Goal of the exercise. Please repeat the entries exactly as they appear and omit any images.

(Point localization data)
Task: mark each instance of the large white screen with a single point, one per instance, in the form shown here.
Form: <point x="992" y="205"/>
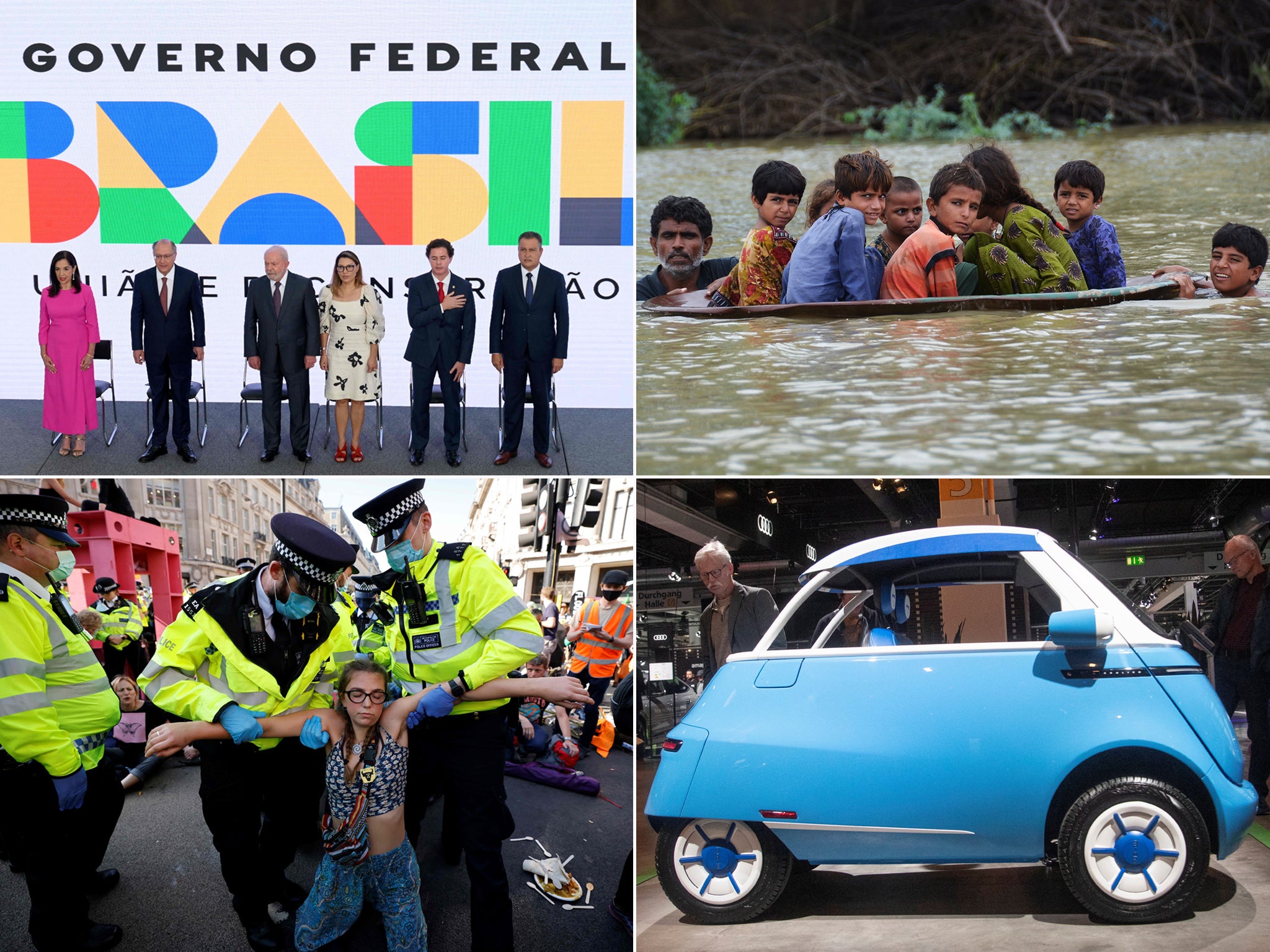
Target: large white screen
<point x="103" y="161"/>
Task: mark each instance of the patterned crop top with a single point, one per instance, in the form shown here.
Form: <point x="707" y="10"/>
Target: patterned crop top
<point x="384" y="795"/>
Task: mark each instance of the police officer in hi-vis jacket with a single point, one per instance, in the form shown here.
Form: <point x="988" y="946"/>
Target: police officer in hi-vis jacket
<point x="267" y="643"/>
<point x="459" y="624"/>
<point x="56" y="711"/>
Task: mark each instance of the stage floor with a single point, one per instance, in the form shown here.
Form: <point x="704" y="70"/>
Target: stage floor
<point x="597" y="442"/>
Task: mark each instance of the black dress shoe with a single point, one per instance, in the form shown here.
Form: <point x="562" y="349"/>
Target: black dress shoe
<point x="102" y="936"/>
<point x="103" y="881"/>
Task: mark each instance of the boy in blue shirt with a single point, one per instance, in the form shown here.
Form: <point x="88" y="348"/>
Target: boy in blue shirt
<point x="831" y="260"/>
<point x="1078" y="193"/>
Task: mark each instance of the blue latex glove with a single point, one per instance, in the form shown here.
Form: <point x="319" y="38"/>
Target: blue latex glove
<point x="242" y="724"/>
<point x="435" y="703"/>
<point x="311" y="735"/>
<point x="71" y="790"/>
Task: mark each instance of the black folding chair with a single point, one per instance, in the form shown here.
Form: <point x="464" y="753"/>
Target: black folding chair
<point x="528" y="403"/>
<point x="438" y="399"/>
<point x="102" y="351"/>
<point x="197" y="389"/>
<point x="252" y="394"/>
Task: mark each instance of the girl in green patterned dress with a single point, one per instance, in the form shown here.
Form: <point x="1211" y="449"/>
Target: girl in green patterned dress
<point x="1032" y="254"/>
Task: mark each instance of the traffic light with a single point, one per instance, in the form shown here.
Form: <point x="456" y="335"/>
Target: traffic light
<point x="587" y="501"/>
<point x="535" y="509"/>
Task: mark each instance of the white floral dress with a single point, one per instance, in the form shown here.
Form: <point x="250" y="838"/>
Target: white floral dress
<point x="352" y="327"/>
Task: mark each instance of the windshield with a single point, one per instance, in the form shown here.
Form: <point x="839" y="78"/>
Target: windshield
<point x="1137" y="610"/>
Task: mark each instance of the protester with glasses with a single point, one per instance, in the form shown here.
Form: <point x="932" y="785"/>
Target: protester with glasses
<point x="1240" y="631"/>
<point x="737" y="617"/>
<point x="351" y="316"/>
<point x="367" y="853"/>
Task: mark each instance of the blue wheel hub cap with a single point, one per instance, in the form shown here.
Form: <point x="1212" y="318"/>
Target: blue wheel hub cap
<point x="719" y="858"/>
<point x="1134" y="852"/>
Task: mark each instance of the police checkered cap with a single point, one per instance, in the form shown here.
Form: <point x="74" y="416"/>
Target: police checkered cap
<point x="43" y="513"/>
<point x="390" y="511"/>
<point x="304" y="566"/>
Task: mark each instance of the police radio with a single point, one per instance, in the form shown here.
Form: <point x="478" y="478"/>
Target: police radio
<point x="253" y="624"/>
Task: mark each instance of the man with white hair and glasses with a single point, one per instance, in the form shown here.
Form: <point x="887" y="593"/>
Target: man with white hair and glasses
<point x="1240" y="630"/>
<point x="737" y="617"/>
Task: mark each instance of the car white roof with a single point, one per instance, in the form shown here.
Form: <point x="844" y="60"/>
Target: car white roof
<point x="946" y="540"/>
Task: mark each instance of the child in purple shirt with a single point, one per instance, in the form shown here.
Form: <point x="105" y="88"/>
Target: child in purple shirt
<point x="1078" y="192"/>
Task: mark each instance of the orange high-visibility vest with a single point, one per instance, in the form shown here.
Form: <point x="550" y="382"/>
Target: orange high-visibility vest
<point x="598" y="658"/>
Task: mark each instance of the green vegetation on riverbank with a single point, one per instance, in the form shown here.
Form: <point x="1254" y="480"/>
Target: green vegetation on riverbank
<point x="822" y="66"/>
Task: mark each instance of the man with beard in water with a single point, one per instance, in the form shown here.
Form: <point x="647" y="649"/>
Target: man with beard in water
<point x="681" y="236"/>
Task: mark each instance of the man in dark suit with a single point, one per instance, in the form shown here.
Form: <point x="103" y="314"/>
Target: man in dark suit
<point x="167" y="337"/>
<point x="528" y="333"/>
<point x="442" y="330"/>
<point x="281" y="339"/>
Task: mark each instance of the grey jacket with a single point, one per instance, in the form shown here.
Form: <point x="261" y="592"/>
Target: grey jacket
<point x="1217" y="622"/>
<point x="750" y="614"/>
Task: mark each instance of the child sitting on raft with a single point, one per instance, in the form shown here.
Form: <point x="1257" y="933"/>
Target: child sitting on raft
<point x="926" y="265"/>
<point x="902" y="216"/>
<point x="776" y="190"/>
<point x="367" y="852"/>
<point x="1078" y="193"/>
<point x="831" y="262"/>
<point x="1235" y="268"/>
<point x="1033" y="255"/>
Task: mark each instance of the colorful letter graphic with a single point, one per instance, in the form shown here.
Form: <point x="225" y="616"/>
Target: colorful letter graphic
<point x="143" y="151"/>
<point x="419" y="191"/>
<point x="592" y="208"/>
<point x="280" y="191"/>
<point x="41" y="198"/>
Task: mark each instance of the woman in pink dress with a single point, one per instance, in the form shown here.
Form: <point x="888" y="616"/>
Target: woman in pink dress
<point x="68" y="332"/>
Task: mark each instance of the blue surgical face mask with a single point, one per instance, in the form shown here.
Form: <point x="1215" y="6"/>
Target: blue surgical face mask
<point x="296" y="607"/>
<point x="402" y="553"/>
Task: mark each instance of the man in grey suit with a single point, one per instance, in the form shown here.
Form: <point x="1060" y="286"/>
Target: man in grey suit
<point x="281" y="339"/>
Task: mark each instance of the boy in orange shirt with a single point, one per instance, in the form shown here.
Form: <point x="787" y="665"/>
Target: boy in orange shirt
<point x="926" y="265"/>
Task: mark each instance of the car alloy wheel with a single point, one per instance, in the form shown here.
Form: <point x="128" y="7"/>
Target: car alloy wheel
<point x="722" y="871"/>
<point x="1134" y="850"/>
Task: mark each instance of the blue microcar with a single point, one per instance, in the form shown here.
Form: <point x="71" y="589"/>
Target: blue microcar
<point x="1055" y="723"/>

Task response.
Task: mark each instance of the large white screen with a single point, one per instance, in the form shown here.
Form: <point x="992" y="205"/>
Target: large white screen
<point x="103" y="161"/>
Task: mark each instance of the patterned crop top with a single point, one per instance, in the form shown here.
Form: <point x="707" y="10"/>
Target: patterned crop top
<point x="384" y="795"/>
Task: mark each instance of the police officer in hi-vis jacket with a single point, one per instance, in the form shown here.
Form: <point x="988" y="946"/>
Target: police officer in hi-vis jacket
<point x="267" y="643"/>
<point x="459" y="624"/>
<point x="56" y="711"/>
Task: mark each instance of the stage floor with a single point, one per instance, in the form shown here.
Form: <point x="704" y="70"/>
Target: stage floor
<point x="597" y="442"/>
Task: mark each instance of the black dress shoe with a single point, one per instance, in the form shown here.
Form: <point x="562" y="349"/>
Target: black dress shoe
<point x="102" y="936"/>
<point x="103" y="881"/>
Task: mark each instance of the boy in blue shirt with a single point, one per instance, in the form shown here.
Form: <point x="88" y="348"/>
Target: boy in blue shirt
<point x="831" y="260"/>
<point x="1078" y="193"/>
Task: mark each instance of the blue latex glove with a single point, one per instance, in the form shown here.
Form: <point x="319" y="38"/>
Target: blue latex glove
<point x="242" y="724"/>
<point x="435" y="703"/>
<point x="311" y="735"/>
<point x="71" y="790"/>
Task: mark each instance of the black folding chair with a single point, one per instance, in the form shown here.
Form: <point x="464" y="753"/>
Target: black folding chair
<point x="528" y="403"/>
<point x="438" y="399"/>
<point x="102" y="351"/>
<point x="197" y="389"/>
<point x="252" y="394"/>
Task: mark each instance of the girl in green patterned dress with a single point, one per instance, in the form shown here.
Form: <point x="1211" y="449"/>
Target: girl in green patterned dress
<point x="1032" y="254"/>
Task: mark each instance of the traffic light with a single point, one per instance, in the form shown here.
Form: <point x="456" y="335"/>
Target: traffic light
<point x="587" y="501"/>
<point x="535" y="509"/>
Task: mark each instance of the white floral dress with a single point, one per instance, in the form shown here.
Form: <point x="250" y="838"/>
Target: white floral dress
<point x="352" y="327"/>
Task: mark each instance of the windshield with a single point, one per instance, in the form shown here.
Form: <point x="839" y="78"/>
Target: windshield
<point x="1137" y="610"/>
Task: mark each instance of the protester with glasses with a single point, one per instance, in the form shown here.
Form: <point x="932" y="785"/>
Target: protester with glasses
<point x="1240" y="631"/>
<point x="737" y="617"/>
<point x="351" y="316"/>
<point x="367" y="853"/>
Task: mark each instance of the blue wheel hub cap with a single point, one per instance, in the form shown here.
Form: <point x="1212" y="318"/>
Target: blue wheel hub cap
<point x="719" y="858"/>
<point x="1134" y="852"/>
Task: mark each instance of the police checkered cap with a single point, one per instance, in the form shown here.
Form: <point x="74" y="416"/>
Target: police checkered cap
<point x="43" y="513"/>
<point x="390" y="511"/>
<point x="304" y="566"/>
Task: mark each instance of the police radio with a single point, one per instance, in the form shown here.
Form: <point x="478" y="478"/>
Target: police radio
<point x="253" y="624"/>
Task: mark each instance of the man with white hair and glasses with a single point, one per instance, in the form shown here.
Form: <point x="887" y="593"/>
Target: man with white hair and glasses
<point x="1240" y="630"/>
<point x="737" y="617"/>
Task: mark each instance of the car white roof with a single point, one per instance, in the form shown here.
Form: <point x="844" y="60"/>
Target: car white roof
<point x="946" y="540"/>
Task: mark each instance of the child in purple shirt with a single point, one per instance, in the form shown here.
Form: <point x="105" y="88"/>
Target: child in purple shirt
<point x="1078" y="192"/>
Task: mark each instance of the orange high-visibility vest with a single point, one per instance, in the form shown here.
Form: <point x="550" y="382"/>
Target: orange high-visibility vest
<point x="598" y="658"/>
Task: mark each instance of the green vegetation on riverbank with a single point, one per instance, in the form shown here.
Form: <point x="1254" y="480"/>
Target: green vegetation on riverbank
<point x="822" y="66"/>
Task: mark each instance of the man with beard in water with a single point, one per instance, in the form shown here.
Form: <point x="647" y="649"/>
Target: man with beard in water
<point x="681" y="236"/>
Task: mark each instance of the man in dark suit with a single point, one per instance, in the form shown here.
Form: <point x="103" y="314"/>
Target: man in dark suit
<point x="167" y="337"/>
<point x="528" y="333"/>
<point x="442" y="330"/>
<point x="281" y="339"/>
Task: mark each instance of the grey jacket with a single point, one per instance, in the form shown here.
Form: <point x="261" y="592"/>
Target: grey jacket
<point x="1217" y="622"/>
<point x="750" y="614"/>
Task: mark each instance of the child sitting on raft with a single point, one per instance, in the form shown here.
Form: <point x="1257" y="933"/>
Target: child sitting on raft
<point x="926" y="265"/>
<point x="902" y="216"/>
<point x="776" y="190"/>
<point x="367" y="852"/>
<point x="1078" y="193"/>
<point x="831" y="262"/>
<point x="1235" y="268"/>
<point x="1033" y="255"/>
Task: mark each instance of the colorful letter graphic with a single point, one per instance, in the form shown here.
Form: <point x="225" y="616"/>
Target: colorful letter graphic
<point x="143" y="151"/>
<point x="419" y="191"/>
<point x="592" y="208"/>
<point x="280" y="191"/>
<point x="41" y="198"/>
Task: mark each instance of the woman in pink dress with a single point, one per instance, in the form shown here.
Form: <point x="888" y="616"/>
Target: woman in pink dress
<point x="68" y="332"/>
Task: mark each instance of the blue surgical face mask with a single point, one per instance, in the form shown here.
Form: <point x="1215" y="6"/>
Target: blue surgical face mask
<point x="296" y="607"/>
<point x="402" y="553"/>
Task: mark each instance of the man in grey suit with a single point, one per instance, in the form shown here.
Form: <point x="1060" y="286"/>
Target: man in grey suit
<point x="281" y="339"/>
Task: mark each instance of the boy in orange shirt with a single point, one per instance, in the form shown here.
Form: <point x="787" y="665"/>
Target: boy in orange shirt
<point x="926" y="265"/>
Task: mark each instance of the car alloy wheel with a single point, one per instance, in the form shown here.
Form: <point x="128" y="7"/>
Target: car alloy wheel
<point x="722" y="871"/>
<point x="1134" y="850"/>
Task: mark each instance of the blue microcar with a single point, one per instance, in the form shown here.
Form: <point x="71" y="589"/>
Target: blue microcar
<point x="1055" y="723"/>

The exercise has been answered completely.